Aim:
Output every line of the listing below verbatim, with no changes.

Raw records
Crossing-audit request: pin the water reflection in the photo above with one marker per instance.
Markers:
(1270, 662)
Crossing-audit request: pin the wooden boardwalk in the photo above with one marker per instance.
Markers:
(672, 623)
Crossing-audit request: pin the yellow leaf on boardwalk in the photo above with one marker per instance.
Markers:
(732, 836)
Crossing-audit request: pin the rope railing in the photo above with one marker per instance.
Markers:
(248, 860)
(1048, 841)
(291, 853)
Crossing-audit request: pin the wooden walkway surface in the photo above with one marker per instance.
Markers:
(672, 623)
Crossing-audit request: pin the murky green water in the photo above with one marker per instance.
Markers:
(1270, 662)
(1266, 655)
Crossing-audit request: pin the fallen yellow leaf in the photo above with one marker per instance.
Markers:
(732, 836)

Answer in full:
Crossing-audit request: pin the water reflection in the photo above with one marker per instance.
Markers:
(1270, 662)
Crossing-audit request: pin the wooden boardwalk in the photo above with one marker per instance.
Markers:
(672, 623)
Crossing-audit request: pin the yellow leaf on boardwalk in the photo above with one marker per instance.
Markers:
(732, 836)
Crossing-audit request: pin the rope railing in the photo above with one marker per instance.
Markers:
(248, 860)
(1048, 841)
(291, 853)
Crossing-audit request: pin the wooden walkway surface in the photo above with one marker per instance.
Markers:
(672, 623)
Crossing-audit request: pin the murky green water in the photo above with one marker per instance.
Markers:
(1270, 662)
(1266, 655)
Crossing-audit request: pin the fallen yellow leaf in the photo above with one marker per instance.
Markers:
(732, 836)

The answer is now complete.